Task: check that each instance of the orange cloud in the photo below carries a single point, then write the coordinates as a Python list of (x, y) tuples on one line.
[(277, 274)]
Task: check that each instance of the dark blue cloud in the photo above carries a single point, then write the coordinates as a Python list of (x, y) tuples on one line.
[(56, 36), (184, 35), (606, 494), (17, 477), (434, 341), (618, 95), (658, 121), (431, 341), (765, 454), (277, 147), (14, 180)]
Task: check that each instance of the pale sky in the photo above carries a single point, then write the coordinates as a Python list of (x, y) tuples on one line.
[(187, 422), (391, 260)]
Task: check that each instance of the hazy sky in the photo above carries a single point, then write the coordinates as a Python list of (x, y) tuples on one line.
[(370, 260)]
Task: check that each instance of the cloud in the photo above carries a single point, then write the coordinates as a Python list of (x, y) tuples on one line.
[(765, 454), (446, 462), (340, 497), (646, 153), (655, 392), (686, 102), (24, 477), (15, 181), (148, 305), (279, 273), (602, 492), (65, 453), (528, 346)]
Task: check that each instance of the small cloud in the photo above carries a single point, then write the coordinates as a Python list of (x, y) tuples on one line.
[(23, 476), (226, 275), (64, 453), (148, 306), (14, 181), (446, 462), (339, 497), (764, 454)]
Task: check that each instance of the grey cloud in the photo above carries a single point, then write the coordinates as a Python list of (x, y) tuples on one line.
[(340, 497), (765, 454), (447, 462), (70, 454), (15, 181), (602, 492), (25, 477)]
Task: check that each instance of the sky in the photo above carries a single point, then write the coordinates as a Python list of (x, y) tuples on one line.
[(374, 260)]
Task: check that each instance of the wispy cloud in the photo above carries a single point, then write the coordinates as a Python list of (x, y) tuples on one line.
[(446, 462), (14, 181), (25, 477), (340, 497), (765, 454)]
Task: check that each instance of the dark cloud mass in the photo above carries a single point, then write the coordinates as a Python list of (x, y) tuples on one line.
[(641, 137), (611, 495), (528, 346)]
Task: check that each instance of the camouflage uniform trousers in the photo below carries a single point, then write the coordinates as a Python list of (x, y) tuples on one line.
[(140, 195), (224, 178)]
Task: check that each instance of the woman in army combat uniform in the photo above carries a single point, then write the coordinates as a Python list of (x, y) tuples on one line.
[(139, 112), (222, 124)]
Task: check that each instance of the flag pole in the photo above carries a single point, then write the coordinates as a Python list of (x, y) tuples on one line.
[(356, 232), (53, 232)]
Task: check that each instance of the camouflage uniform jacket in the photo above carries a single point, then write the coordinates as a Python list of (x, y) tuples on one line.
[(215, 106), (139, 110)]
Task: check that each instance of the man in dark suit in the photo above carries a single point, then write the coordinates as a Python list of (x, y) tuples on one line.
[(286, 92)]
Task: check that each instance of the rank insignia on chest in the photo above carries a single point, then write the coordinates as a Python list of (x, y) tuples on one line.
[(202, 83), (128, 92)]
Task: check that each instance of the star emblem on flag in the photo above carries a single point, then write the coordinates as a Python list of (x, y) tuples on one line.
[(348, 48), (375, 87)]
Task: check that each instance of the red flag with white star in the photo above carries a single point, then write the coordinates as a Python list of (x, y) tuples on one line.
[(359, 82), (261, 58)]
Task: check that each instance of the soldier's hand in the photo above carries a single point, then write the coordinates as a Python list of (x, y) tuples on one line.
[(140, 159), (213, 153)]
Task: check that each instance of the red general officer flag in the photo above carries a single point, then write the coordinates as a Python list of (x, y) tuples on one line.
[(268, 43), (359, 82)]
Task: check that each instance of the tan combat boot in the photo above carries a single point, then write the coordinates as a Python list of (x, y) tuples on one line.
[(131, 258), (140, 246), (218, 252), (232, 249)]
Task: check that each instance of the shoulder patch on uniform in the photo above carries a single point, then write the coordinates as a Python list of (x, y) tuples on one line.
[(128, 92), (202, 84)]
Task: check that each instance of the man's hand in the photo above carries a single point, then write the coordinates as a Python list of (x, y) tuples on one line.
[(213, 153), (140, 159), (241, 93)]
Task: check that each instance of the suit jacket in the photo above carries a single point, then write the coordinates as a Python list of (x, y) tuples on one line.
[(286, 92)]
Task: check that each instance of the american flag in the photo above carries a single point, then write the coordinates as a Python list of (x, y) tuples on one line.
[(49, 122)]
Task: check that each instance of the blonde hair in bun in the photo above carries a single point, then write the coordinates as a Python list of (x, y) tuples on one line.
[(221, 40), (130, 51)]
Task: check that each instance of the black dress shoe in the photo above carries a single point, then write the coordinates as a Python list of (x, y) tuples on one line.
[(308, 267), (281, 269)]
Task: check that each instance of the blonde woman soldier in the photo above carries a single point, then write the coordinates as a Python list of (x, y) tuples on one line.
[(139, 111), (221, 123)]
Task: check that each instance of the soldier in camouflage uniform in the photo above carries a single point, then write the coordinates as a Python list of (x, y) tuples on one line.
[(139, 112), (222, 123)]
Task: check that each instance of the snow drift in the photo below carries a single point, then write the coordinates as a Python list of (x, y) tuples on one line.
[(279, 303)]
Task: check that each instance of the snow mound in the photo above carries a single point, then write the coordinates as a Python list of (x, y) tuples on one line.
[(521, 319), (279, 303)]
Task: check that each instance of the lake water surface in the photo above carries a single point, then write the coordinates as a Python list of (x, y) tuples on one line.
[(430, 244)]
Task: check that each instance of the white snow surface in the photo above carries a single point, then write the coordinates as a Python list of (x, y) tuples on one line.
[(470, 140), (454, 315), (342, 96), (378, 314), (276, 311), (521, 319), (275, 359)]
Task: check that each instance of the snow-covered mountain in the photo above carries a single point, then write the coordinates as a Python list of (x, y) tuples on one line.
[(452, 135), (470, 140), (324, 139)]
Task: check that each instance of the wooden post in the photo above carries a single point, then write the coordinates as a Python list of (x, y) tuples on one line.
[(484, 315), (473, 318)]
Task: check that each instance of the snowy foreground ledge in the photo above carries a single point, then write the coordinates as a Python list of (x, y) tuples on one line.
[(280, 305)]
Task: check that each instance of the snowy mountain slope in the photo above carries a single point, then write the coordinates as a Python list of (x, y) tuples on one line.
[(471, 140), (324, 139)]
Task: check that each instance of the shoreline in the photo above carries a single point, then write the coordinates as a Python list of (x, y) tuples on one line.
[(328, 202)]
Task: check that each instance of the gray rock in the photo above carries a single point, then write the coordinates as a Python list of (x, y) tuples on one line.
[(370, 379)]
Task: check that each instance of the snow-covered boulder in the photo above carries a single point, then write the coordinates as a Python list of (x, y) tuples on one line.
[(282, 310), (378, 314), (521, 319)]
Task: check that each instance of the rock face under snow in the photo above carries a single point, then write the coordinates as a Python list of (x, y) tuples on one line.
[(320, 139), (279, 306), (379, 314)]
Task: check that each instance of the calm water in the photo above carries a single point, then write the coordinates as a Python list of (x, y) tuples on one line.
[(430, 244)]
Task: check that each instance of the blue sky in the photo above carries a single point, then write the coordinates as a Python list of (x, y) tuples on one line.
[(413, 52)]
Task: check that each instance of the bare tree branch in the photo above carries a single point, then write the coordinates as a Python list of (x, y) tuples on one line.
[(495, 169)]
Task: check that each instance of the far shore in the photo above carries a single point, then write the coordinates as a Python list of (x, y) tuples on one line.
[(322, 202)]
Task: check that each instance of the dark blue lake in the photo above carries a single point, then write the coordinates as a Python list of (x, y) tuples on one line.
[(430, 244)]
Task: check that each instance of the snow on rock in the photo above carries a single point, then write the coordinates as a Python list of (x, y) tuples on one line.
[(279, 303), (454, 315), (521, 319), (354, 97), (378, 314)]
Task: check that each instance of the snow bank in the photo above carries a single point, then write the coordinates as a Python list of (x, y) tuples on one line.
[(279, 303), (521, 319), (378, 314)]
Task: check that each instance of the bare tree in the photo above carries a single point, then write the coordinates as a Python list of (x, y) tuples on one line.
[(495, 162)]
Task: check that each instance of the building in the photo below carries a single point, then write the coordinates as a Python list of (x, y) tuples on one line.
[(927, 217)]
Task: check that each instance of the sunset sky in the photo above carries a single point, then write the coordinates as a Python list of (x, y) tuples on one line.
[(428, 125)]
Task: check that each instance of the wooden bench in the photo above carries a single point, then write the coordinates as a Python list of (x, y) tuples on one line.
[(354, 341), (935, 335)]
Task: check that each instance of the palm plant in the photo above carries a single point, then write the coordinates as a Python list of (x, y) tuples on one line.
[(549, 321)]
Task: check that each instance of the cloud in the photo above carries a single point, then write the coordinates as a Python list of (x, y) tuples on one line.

**********

- Instructions to follow
Convert the material above, from its first line through the line containing "453), (528, 346)]" (both included), into a Markdown table with columns named Row and Text. Put a row number and the line in each row, and leave out blank lines.

- Final result
| Row | Text |
|---|---|
| 1 | Task: check that each instance of the orange cloud in the photo below carries a single point, then write the coordinates as a Python list of (x, y) tuples on one line. |
| 2 | [(277, 274)] |
| 3 | Task: check that each instance of the dark blue cloud in the photo above carries a single point, then write the coordinates as a Python list of (x, y) tuples on one line. |
| 4 | [(56, 36), (184, 35), (606, 494), (17, 477), (434, 341), (618, 95), (658, 121), (431, 341), (765, 454), (277, 147), (14, 180)] |
| 5 | Task: check that each instance of the pale sky in the photo above carries a single point, then write the coordinates as a Python list of (x, y) tuples on one line. |
| 6 | [(187, 422), (391, 260)] |
| 7 | Task: check that each instance of the hazy sky in the photo above carries a single point, then write the coordinates as a Python list of (x, y) tuples on one line. |
| 8 | [(370, 260)] |
| 9 | Task: check that each instance of the cloud in the photo above carries a single point, then write the coordinates as a Python list of (x, y) tuples on one line. |
| 10 | [(765, 454), (446, 462), (340, 497), (646, 153), (655, 392), (686, 102), (24, 477), (15, 181), (148, 305), (279, 273), (602, 492), (65, 453), (528, 346)] |